PROBLEMS TO SOLVE -
1. In the biography of Norm Abram, what was his first major independent project after he founded his own firm?
2. Write the next part of the biography of Norm Abram, picking up after its final sentence.

DOCUMENT TEXT -
# # # # # # #

Norman L. Abram (born October 3, 1949) is an American carpenter, writer, and television host best known for his work on the PBS television programs This Old House and The New Yankee Workshop. He is a master carpenter and has published several books and articles about the craft.

Early life and education
Abram was born in Woonsocket, Rhode Island, and raised in Milford, Massachusetts, where he attended high school. His father was a carpenter, who taught his son many of his practical skills. Norm first worked on a client's site at the age of 9, helping his father install hardwood floors. He worked with his father during summer vacations in high school and college.

Abram initially studied mechanical engineering at the University of Massachusetts Amherst, where he became a brother of the Pi Lambda Phi fraternity. He found theoretical engineering courses to be uninteresting, and switched to studying business administration. He realized that he enjoyed practical hands-on work, and left UMass just short of degree.

Career

Early career
After leaving college, Abram worked for three years for a multimillion-dollar New England-based construction firm, and was rapidly promoted to a position as a site supervisor.  In 1976, Abram went into business for himself, founding the general contracting firm Integrated Structures Inc. and operating it until 1989. His first major independent project was building a general store on Nantucket.

# # # # # # #

INFORMATION PROVIDED -

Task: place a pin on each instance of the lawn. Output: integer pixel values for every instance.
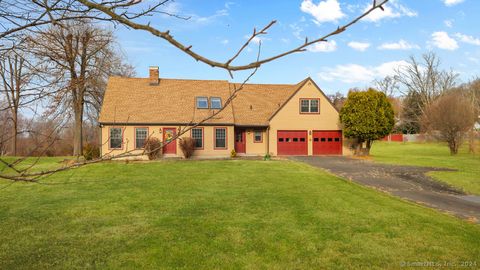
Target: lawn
(466, 178)
(219, 214)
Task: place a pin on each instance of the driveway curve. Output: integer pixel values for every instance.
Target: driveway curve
(407, 182)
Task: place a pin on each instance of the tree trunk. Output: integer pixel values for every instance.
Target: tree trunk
(369, 145)
(453, 145)
(78, 130)
(471, 136)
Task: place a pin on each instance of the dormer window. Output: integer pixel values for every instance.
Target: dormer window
(202, 103)
(215, 103)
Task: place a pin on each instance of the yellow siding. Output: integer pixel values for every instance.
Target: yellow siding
(156, 131)
(254, 148)
(289, 118)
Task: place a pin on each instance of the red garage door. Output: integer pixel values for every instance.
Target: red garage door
(292, 143)
(327, 142)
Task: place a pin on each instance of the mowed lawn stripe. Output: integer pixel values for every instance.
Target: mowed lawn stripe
(218, 214)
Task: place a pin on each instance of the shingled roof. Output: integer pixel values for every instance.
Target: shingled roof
(172, 101)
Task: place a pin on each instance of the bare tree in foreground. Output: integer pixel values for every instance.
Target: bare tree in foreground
(422, 82)
(127, 13)
(449, 118)
(81, 58)
(16, 78)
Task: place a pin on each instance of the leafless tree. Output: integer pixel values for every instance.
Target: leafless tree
(17, 17)
(18, 87)
(5, 131)
(388, 85)
(449, 118)
(421, 82)
(81, 58)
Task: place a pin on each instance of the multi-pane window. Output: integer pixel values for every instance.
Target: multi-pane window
(116, 138)
(220, 138)
(197, 135)
(140, 137)
(257, 136)
(202, 103)
(215, 103)
(309, 106)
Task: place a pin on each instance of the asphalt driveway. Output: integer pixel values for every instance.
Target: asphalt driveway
(406, 182)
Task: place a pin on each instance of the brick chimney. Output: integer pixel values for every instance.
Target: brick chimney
(154, 76)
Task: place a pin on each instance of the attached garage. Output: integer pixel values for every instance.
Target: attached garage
(327, 142)
(292, 142)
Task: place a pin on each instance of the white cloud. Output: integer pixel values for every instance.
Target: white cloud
(449, 3)
(359, 46)
(324, 11)
(443, 41)
(211, 18)
(329, 46)
(354, 73)
(400, 45)
(468, 39)
(392, 9)
(297, 30)
(448, 23)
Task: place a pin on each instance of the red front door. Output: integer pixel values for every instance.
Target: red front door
(170, 145)
(327, 142)
(240, 144)
(292, 143)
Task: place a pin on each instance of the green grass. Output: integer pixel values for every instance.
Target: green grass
(466, 178)
(218, 214)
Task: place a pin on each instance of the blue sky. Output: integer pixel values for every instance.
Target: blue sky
(370, 49)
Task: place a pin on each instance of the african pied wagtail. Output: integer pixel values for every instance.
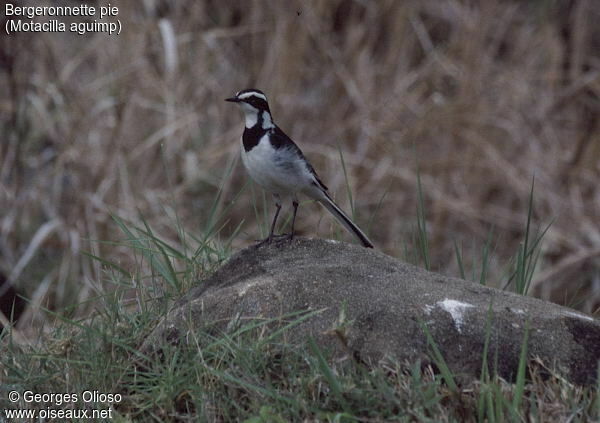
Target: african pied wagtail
(276, 163)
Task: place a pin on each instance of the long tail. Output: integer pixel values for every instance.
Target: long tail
(345, 220)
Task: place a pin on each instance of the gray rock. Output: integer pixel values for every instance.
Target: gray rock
(385, 303)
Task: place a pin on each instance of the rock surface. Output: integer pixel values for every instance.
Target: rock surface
(385, 303)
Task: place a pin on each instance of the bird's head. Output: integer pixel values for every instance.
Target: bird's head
(255, 107)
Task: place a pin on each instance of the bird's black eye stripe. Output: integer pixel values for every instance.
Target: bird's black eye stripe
(257, 102)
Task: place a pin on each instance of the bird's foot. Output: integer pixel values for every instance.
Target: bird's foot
(275, 238)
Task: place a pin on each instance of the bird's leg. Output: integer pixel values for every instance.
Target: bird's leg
(278, 205)
(295, 204)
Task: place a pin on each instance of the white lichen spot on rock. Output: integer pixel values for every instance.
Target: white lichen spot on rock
(579, 315)
(456, 310)
(427, 309)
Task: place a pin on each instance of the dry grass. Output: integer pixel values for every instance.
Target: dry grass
(483, 97)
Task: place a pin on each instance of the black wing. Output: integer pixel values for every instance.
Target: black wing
(280, 140)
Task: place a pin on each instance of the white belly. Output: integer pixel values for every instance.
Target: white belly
(266, 167)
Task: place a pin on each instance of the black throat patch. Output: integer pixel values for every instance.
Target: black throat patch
(252, 136)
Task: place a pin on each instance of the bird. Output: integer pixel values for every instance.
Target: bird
(277, 164)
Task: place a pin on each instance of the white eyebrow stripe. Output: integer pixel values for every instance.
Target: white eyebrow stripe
(252, 94)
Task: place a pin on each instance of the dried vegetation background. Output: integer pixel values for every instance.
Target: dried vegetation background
(481, 96)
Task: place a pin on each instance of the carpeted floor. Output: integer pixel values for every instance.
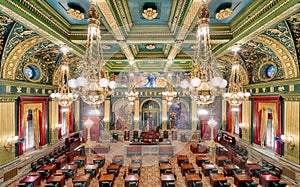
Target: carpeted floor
(150, 175)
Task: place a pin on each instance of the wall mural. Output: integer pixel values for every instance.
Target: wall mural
(149, 80)
(123, 117)
(178, 116)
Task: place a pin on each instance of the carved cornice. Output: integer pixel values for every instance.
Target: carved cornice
(286, 59)
(16, 54)
(261, 19)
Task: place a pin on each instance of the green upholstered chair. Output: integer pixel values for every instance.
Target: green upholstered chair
(23, 184)
(279, 184)
(44, 174)
(133, 184)
(215, 171)
(170, 184)
(197, 183)
(237, 171)
(191, 171)
(106, 184)
(224, 184)
(92, 172)
(115, 172)
(68, 173)
(52, 184)
(99, 162)
(80, 184)
(169, 171)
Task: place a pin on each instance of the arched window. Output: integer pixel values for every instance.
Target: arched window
(269, 139)
(29, 132)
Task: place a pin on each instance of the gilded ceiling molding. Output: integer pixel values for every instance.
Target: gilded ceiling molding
(286, 59)
(251, 26)
(55, 37)
(118, 35)
(12, 61)
(182, 33)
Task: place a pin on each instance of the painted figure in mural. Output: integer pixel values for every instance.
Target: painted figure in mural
(151, 81)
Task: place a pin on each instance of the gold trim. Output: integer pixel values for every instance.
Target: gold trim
(263, 65)
(16, 54)
(36, 65)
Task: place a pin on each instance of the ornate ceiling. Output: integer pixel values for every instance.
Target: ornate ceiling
(32, 31)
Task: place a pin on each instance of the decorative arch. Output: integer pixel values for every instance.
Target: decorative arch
(16, 54)
(286, 59)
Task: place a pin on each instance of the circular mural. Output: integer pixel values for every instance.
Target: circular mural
(32, 72)
(267, 71)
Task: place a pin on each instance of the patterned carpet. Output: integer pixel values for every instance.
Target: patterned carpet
(150, 175)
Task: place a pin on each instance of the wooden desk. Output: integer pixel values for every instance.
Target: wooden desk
(69, 167)
(190, 178)
(250, 168)
(241, 178)
(181, 159)
(228, 168)
(216, 178)
(57, 178)
(60, 162)
(82, 178)
(49, 167)
(164, 166)
(106, 177)
(185, 167)
(220, 159)
(93, 167)
(200, 159)
(131, 178)
(118, 159)
(166, 178)
(35, 179)
(133, 166)
(206, 168)
(266, 180)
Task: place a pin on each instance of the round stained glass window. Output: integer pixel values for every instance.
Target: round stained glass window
(267, 71)
(32, 72)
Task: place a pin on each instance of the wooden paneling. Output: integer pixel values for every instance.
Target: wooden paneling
(292, 128)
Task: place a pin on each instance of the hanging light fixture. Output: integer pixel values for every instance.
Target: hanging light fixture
(131, 94)
(93, 85)
(64, 95)
(235, 94)
(204, 82)
(169, 94)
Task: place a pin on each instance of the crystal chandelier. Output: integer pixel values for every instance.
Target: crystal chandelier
(64, 95)
(131, 94)
(93, 85)
(169, 94)
(235, 94)
(204, 82)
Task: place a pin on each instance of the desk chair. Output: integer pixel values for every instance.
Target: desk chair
(25, 184)
(133, 184)
(224, 184)
(197, 184)
(99, 162)
(92, 172)
(170, 184)
(106, 184)
(279, 184)
(80, 184)
(52, 184)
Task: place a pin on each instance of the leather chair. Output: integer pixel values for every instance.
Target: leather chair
(170, 184)
(133, 184)
(197, 184)
(99, 162)
(106, 184)
(224, 184)
(92, 172)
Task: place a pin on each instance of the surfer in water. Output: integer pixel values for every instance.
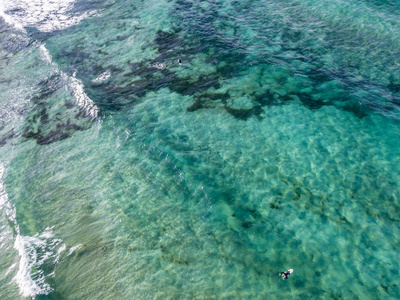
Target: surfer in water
(286, 274)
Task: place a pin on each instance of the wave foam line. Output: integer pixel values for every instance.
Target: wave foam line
(75, 86)
(77, 90)
(34, 251)
(45, 15)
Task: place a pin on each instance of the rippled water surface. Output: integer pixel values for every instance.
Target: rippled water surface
(274, 144)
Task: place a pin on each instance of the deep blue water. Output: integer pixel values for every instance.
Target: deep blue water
(273, 145)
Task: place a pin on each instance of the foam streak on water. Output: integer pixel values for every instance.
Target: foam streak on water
(195, 149)
(45, 15)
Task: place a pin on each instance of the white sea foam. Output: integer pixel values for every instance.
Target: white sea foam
(102, 77)
(46, 54)
(84, 102)
(45, 15)
(75, 85)
(74, 248)
(34, 251)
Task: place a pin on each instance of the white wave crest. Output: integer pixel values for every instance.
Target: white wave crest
(102, 77)
(45, 15)
(34, 251)
(84, 102)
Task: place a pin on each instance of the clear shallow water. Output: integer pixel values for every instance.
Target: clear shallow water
(275, 145)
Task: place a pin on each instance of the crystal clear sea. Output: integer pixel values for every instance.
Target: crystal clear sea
(181, 149)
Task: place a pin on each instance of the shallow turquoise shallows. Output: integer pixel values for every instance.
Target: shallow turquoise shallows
(196, 149)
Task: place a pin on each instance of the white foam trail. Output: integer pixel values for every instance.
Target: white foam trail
(45, 15)
(75, 86)
(77, 90)
(74, 248)
(102, 77)
(46, 54)
(34, 251)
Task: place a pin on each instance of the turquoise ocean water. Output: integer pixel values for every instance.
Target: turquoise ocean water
(275, 144)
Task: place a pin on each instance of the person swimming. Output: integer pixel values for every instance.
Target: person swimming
(286, 274)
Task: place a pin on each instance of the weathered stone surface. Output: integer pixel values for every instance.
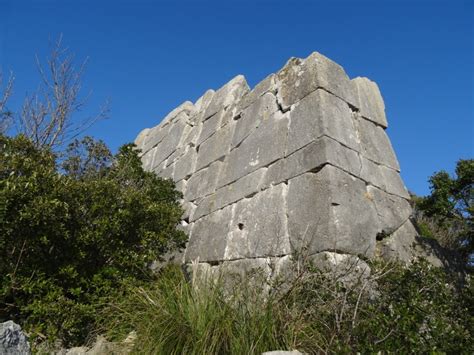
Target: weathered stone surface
(210, 126)
(312, 157)
(393, 211)
(369, 100)
(321, 114)
(244, 187)
(185, 165)
(383, 177)
(399, 245)
(12, 339)
(331, 210)
(252, 117)
(259, 226)
(203, 182)
(226, 95)
(375, 144)
(299, 78)
(170, 142)
(216, 147)
(208, 237)
(264, 146)
(301, 163)
(140, 140)
(266, 85)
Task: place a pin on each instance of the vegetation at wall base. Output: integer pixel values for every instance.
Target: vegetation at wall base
(416, 309)
(75, 230)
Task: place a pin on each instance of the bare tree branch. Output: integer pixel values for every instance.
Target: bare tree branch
(47, 117)
(5, 114)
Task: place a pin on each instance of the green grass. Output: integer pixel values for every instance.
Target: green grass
(416, 310)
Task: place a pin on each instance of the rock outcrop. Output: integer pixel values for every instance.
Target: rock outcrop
(301, 163)
(12, 339)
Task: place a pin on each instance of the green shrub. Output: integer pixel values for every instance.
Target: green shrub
(72, 234)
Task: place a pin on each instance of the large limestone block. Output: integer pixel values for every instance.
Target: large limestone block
(392, 210)
(210, 126)
(319, 114)
(264, 146)
(369, 100)
(399, 245)
(375, 144)
(186, 108)
(140, 140)
(154, 136)
(185, 165)
(203, 102)
(244, 187)
(170, 142)
(215, 148)
(227, 95)
(383, 177)
(203, 182)
(249, 120)
(312, 157)
(331, 211)
(208, 237)
(259, 226)
(298, 78)
(266, 85)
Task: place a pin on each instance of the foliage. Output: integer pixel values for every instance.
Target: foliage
(448, 212)
(70, 235)
(396, 310)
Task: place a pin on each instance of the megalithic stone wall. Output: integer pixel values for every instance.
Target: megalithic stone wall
(301, 162)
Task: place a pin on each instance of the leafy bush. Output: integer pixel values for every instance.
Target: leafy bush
(72, 232)
(447, 214)
(405, 310)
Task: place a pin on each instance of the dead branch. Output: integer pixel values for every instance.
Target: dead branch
(47, 116)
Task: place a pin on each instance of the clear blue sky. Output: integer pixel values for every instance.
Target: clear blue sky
(149, 56)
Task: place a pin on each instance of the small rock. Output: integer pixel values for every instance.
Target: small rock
(12, 339)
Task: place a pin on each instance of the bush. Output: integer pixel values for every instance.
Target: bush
(404, 310)
(73, 233)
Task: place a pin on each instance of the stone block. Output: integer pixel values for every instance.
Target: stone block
(203, 182)
(259, 226)
(226, 95)
(321, 114)
(298, 78)
(170, 142)
(375, 144)
(140, 140)
(312, 157)
(331, 211)
(185, 165)
(264, 146)
(392, 210)
(266, 85)
(210, 126)
(369, 100)
(245, 187)
(186, 108)
(215, 148)
(249, 120)
(384, 178)
(208, 236)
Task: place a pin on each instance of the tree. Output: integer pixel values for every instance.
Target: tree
(5, 114)
(72, 235)
(451, 205)
(48, 116)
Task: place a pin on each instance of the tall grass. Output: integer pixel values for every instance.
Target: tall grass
(173, 317)
(414, 309)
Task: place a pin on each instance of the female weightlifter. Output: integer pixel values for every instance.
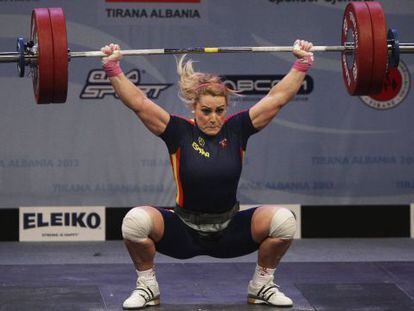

# # # # # # #

ANSWERS IN ORDER -
1. Building a general store on Nantucket.

2.
This Old House

In 1979, Norm Abram took a construction job building a small barn/garage/toolshed/workshop in the backyard of television producer Russell Morash, who had produced Julia Child's popular cooking program The French Chef for WGBH-TV in Boston. Impressed by Abram's small scrap pile and efficient work habits, Morash invited Abram to help with the renovation of a rundown Victorian house in Dorchester. A WGBH camera crew recorded the process for the first This Old House project, hosted by Bob Vila. Morash then asked Abram to appear as a regular on This Old House, and Abram has become a fixture on the show ever since.

On May 19, 2022, it was announced that after 43 years, Abram would retire from the show. A one-hour special titled The House that Norm Built aired online and on PBS stations on October 3, 2022, surveying his career with the program.

The New Yankee Workshop
In 1988, Morash planned to launch a spinoff of This Old House called The New Yankee Workshop, featuring Abram. They needed a convenient place to videotape, and used the shop in the small building that Abram built in 1979 in Morash's backyard. The shop's layout and equipment were expanded and adapted to match Abram's preferences, in a space measuring . The New Yankee Workshop was first aired in 1989 with Abram as the host. The program showcased furniture or other projects and emphasized classic, elegant designs, made using a combination of simple handtools and newer power tools and equipment. The show aired for 21 seasons on PBS, then was suspended indefinitely as Abram decided to focus on other projects.

Other projects
Abram is on the board of trustees of Old Sturbridge Village in Sturbridge, Massachusetts. He delivered the 2001 commencement speech at the North Bennet Street School in Boston, which is renowned for its commitment to teaching craftsmanship. He has also contributed to efforts to train younger students in the building trades, such as the Generation NEXT apprenticeship program.

Abram also voiced himself in the Freakazoid! episode "Normadeus", where he was kidnapped by the villainous Lobe and forced to make a special wooden weapon for him. He also appeared on Between the Lions and twice on Where in the World is Carmen Sandiego?; and starred in a series of Foot Locker commercials titled "House of Hoops". Abram appeared on Fetch! With Ruff Ruffman in the episode "This Old... Lemonade Stand". He also appeared in the 2010 Ace of Cakes episode "Indy, Ice and Improv".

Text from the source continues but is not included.